= PROBLEM DESCRIPTION =
Copy the records that follow exactly, leaving nothing out.

..............................

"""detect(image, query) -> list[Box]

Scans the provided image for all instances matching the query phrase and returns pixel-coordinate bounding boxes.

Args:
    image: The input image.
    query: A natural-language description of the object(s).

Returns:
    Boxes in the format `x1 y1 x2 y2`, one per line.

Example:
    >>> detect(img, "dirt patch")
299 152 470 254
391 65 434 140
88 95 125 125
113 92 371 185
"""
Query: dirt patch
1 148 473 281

..............................

= SOLUTION BELOW =
"""detect(image, query) -> list[Box]

Scans the provided image for all instances matching the query phrase and returns pixel-coordinate bounding boxes.

Args:
    image: The input image.
    query: A natural-language description of the object(s).

Returns:
    Boxes in the format `x1 y1 x2 y2`, one per line.

Example:
    >>> detect(img, "dirt patch")
299 152 470 254
391 65 434 140
88 95 125 125
113 92 371 185
"""
Query: dirt patch
1 148 473 281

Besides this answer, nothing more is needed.